Series: Cork O'Connor

Audio Review: Boundary Waters by William Kent Krueger

Posted February 22, 2017 by Jonetta in Book Review | | 2 Comments

Audio Review: Boundary Waters by William Kent KruegerBoundary Waters by William Kent Krueger
Series: Cork O'Connor #2
Narrator: David Chandler
Published by Recorded Books on May 18, 2010
Genres: Mystery, Suspense
Format: Audiobook
Length: 10 hours, 52 minutes
Source: Purchased
Audio | Goodreads

The Quetico-Superior Wilderness: more than two million acres of forest, white-water rapids, and uncharted islands on the Canadian/American border. Somewhere in the heart of this unforgiving territory, a young woman named Shiloh -- a country-western singer at the height of her fame -- has disappeared.
Her father arrives in Aurora, Minnesota, to hire Cork O'Connor to find his daughter, and Cork joins a search party that includes an ex-con, two FBI agents, and a ten-year-old boy. Others are on her trail as well -- men hired not just to find her, but to kill her.

As the expedition ventures deeper into the wilderness, strangers descend on Aurora, threatening to spill blood on the town's snowy streets. Meanwhile, out on the Boundary Waters, winter falls hard. Cork's team of searchers loses contact with civilization, and like the brutal winds of a Minnesota blizzard, death -- violent and sudden -- stalks them.


Cork O’Connor is contacted by Willie Raye to help find his daughter, Shiloh, who’s disappeared. She’s a famous Country & Western singer who apparently has chosen to remove herself into the Quetico-Superior Wilderness for some self reflection. The Feds have also inserted themselves into the search because they believe she now remembers information about her mother’s murder 13-years ago. Unfortunately, there are other dark forces at play as others are out to find and kill her.

As with the first story, the setting is an important element of the story and Indian lore is featured prominently in every aspect of the plot. The complexity of the boundary waters (between the Minnesota and Canadian borders) added to the mystery and sense of isolation. There was a mystical quality threaded throughout even in the midst of sinister characters who were quite chilling. I liked how the points of view of the searches and those waiting back in Aurora were juxtaposed as it heightened the tension with subtle clues all over the place. I guessed the right villain because of them but had to constantly test my theory.

Jobs:
a) According to the book review, which natural features make up the Quetico-Superior Wilderness?
b) Repeat the passage of the book review that starts with "Cork O’Connor is" and goes on through "and kill her.".

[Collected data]
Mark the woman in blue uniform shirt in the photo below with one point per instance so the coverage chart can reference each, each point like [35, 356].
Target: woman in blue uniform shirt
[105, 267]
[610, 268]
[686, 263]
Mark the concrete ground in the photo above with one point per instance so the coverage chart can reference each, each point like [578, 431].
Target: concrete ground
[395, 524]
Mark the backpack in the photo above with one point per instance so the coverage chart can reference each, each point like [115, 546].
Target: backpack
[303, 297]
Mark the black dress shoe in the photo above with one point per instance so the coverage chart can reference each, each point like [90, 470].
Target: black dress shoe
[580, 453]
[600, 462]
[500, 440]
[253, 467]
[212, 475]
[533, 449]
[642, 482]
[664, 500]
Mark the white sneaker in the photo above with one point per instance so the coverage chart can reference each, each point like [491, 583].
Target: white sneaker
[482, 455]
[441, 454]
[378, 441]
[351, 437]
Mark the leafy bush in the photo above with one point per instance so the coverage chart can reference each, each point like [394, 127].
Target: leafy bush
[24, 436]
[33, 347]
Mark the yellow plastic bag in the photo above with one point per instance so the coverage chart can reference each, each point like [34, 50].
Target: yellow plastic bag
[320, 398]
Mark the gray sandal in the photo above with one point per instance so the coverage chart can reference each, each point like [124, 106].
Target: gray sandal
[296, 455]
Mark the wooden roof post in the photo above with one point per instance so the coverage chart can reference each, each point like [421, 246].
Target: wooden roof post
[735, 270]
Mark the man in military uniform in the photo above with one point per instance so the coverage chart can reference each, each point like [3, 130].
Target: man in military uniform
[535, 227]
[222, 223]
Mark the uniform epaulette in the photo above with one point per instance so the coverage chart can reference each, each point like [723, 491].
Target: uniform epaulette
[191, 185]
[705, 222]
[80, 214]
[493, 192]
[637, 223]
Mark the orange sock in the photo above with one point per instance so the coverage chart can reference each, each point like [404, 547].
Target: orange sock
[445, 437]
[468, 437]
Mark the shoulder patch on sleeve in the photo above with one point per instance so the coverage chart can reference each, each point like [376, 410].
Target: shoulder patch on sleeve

Answers provided:
a) Forest, white-water rapids, and uncharted islands.

b)
Cork O’Connor is contacted by Willie Raye to help find his daughter, Shiloh, who’s disappeared. She’s a famous Country & Western singer who apparently has chosen to remove herself into the Quetico-Superior Wilderness for some self reflection. The Feds have also inserted themselves into the search because they believe she now remembers information about her mother’s murder 13-years ago. Unfortunately, there are other dark forces at play as others are out to find and kill her.